BEGIN
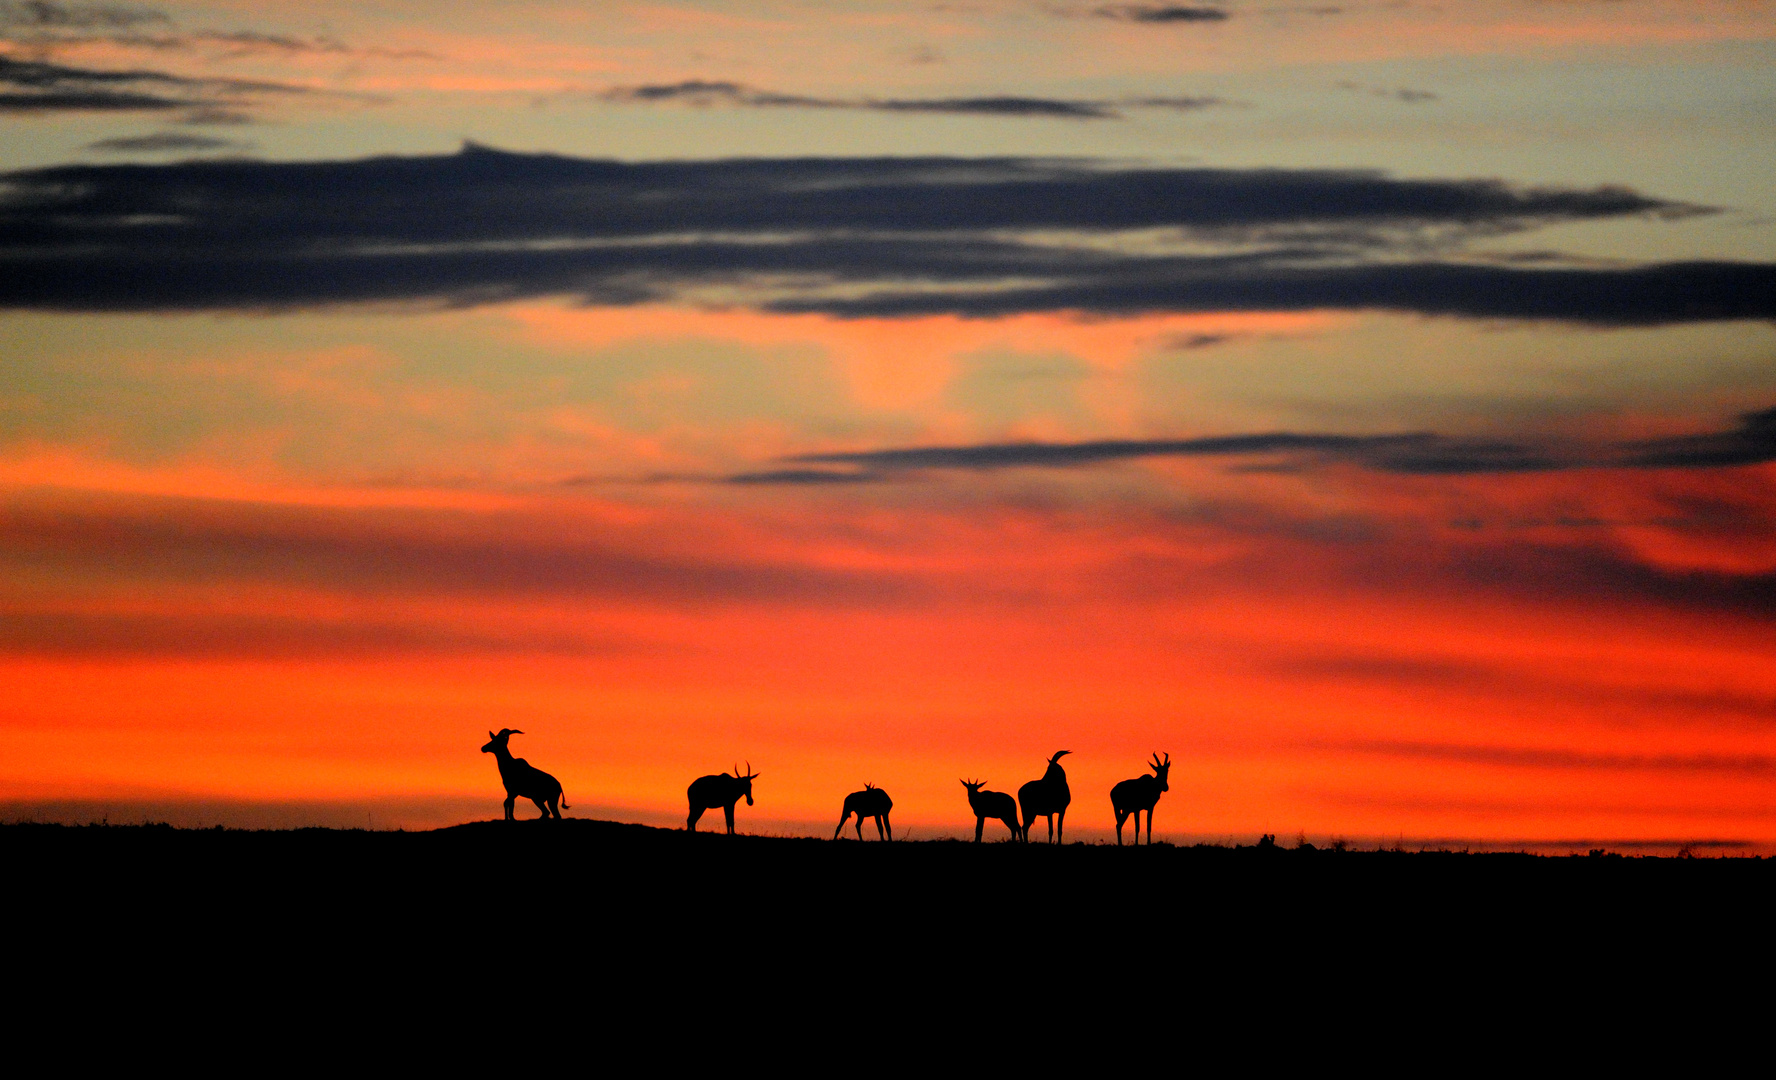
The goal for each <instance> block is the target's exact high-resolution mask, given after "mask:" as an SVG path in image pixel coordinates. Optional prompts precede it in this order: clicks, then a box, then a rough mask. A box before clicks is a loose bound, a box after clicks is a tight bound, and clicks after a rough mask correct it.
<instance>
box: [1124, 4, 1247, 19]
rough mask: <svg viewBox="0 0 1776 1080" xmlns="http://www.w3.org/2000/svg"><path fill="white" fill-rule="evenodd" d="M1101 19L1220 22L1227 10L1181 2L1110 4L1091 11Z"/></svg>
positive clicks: (1225, 16)
mask: <svg viewBox="0 0 1776 1080" xmlns="http://www.w3.org/2000/svg"><path fill="white" fill-rule="evenodd" d="M1092 14H1094V16H1098V18H1101V20H1122V21H1130V23H1222V21H1227V12H1225V11H1224V9H1220V7H1188V5H1181V4H1112V5H1105V7H1098V9H1094V11H1092Z"/></svg>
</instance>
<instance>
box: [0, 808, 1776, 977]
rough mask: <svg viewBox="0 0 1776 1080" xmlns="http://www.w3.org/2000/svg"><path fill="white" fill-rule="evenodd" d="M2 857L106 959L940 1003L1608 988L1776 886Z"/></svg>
mask: <svg viewBox="0 0 1776 1080" xmlns="http://www.w3.org/2000/svg"><path fill="white" fill-rule="evenodd" d="M0 858H4V865H5V867H7V870H9V881H11V883H12V885H11V886H9V895H7V913H9V915H11V917H12V925H23V927H30V933H32V934H36V936H41V938H43V940H55V941H57V943H59V947H62V949H71V950H76V952H91V954H96V956H103V957H105V963H126V965H140V966H144V970H162V968H165V966H167V965H174V966H181V965H183V966H188V965H192V963H197V961H195V959H194V957H202V963H210V965H215V966H217V970H218V973H227V972H229V970H234V968H240V970H242V972H252V973H254V977H258V973H263V972H265V970H266V965H270V966H272V968H275V970H305V968H309V966H314V965H321V963H323V961H321V959H320V957H330V959H329V961H325V963H339V959H337V957H339V956H341V952H345V954H348V956H350V957H353V959H352V961H350V963H353V965H357V963H361V961H362V959H364V957H375V965H389V966H396V968H400V970H401V972H407V973H408V975H403V977H410V973H412V972H421V973H423V972H433V973H435V977H437V979H440V981H449V982H451V984H456V982H460V981H464V979H469V977H474V979H483V977H485V979H494V981H499V982H501V984H513V986H517V984H522V981H524V979H527V977H529V975H536V973H543V972H545V973H547V979H554V981H563V979H570V981H577V982H575V984H581V986H586V988H595V989H588V993H599V995H643V997H646V995H664V997H662V1000H675V995H677V997H678V998H682V997H684V993H686V991H684V981H686V979H691V981H694V982H698V984H709V986H712V988H714V986H728V984H732V986H737V988H746V986H751V988H757V989H764V988H765V986H781V984H783V982H785V981H789V982H796V984H799V986H803V988H805V991H806V993H813V995H817V993H821V991H819V988H821V986H822V984H829V982H831V984H842V982H844V981H847V979H856V977H863V975H867V977H868V979H883V981H890V982H893V984H895V986H902V984H904V986H925V988H931V993H938V995H940V997H941V995H945V993H963V991H961V989H959V988H961V986H963V982H957V981H959V979H963V981H966V979H971V977H986V975H991V977H993V981H996V982H1003V984H1007V986H1018V984H1019V981H1027V979H1044V981H1046V979H1053V977H1057V972H1058V973H1060V975H1064V979H1066V981H1067V986H1076V988H1080V989H1078V993H1096V991H1089V989H1085V988H1092V986H1105V984H1106V981H1112V982H1115V981H1131V984H1138V986H1153V984H1170V982H1169V981H1172V979H1179V981H1186V982H1179V986H1185V984H1188V986H1192V988H1197V989H1202V988H1218V989H1215V993H1224V995H1241V993H1245V995H1273V993H1280V991H1282V989H1279V988H1284V989H1288V993H1305V989H1304V988H1309V986H1316V988H1320V989H1323V991H1327V993H1353V991H1355V989H1353V988H1362V986H1371V984H1387V986H1396V988H1405V986H1412V984H1419V982H1424V981H1426V979H1430V981H1444V979H1447V977H1451V972H1463V973H1462V979H1467V981H1474V979H1479V981H1494V979H1522V977H1524V970H1522V965H1524V963H1534V965H1540V966H1542V968H1549V966H1556V965H1558V966H1559V970H1561V972H1563V977H1568V979H1570V977H1582V979H1588V981H1595V979H1607V977H1609V973H1611V972H1618V970H1621V972H1627V970H1630V968H1632V966H1634V965H1637V963H1641V961H1643V957H1645V954H1646V950H1648V949H1653V950H1661V952H1659V954H1661V956H1669V952H1664V949H1666V947H1664V945H1661V943H1659V941H1661V938H1662V936H1677V934H1693V933H1698V931H1700V929H1703V927H1705V929H1709V933H1714V934H1726V936H1728V938H1730V940H1732V938H1733V936H1735V934H1739V933H1742V931H1744V929H1748V927H1755V925H1758V918H1760V917H1762V908H1764V906H1765V904H1767V897H1769V895H1771V885H1772V883H1776V860H1756V858H1735V860H1671V858H1620V856H1602V858H1584V856H1579V858H1543V856H1531V854H1442V853H1414V854H1407V853H1375V851H1369V853H1355V851H1344V853H1336V851H1288V849H1273V847H1272V849H1259V847H1169V846H1163V844H1160V846H1154V847H1138V849H1137V847H1121V849H1119V847H1115V846H1085V844H1067V846H1057V847H1048V846H1043V844H1030V846H1016V844H980V846H975V844H970V842H959V840H929V842H895V844H877V842H868V844H858V842H854V840H845V842H831V840H812V838H808V840H803V838H773V837H746V835H741V837H725V835H718V833H694V835H691V833H686V831H682V830H655V828H648V826H639V824H620V822H607V821H588V819H567V821H559V822H533V821H519V822H503V821H485V822H472V824H462V826H455V828H448V830H437V831H423V833H371V831H336V830H293V831H242V830H174V828H169V826H83V828H82V826H73V828H69V826H34V824H14V826H0ZM1526 957H1534V959H1531V961H1526ZM835 981H836V982H835ZM1334 984H1337V988H1339V989H1330V988H1332V986H1334ZM1476 986H1478V982H1476ZM1531 989H1533V988H1531ZM710 993H714V991H710ZM970 993H971V991H970ZM1204 993H1206V991H1204ZM1526 993H1527V991H1526ZM648 1000H652V998H648ZM1266 1000H1268V998H1266Z"/></svg>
END
What you should do |
Copy the stretch of the material from the line containing "</instance>" through the line containing "857L106 959L940 1003L1608", both lines included, without changing anything.

Reply |
</instance>
<instance>
box: [0, 808, 1776, 977]
rough mask: <svg viewBox="0 0 1776 1080" xmlns="http://www.w3.org/2000/svg"><path fill="white" fill-rule="evenodd" d="M2 857L106 959L940 1003L1608 988L1776 886Z"/></svg>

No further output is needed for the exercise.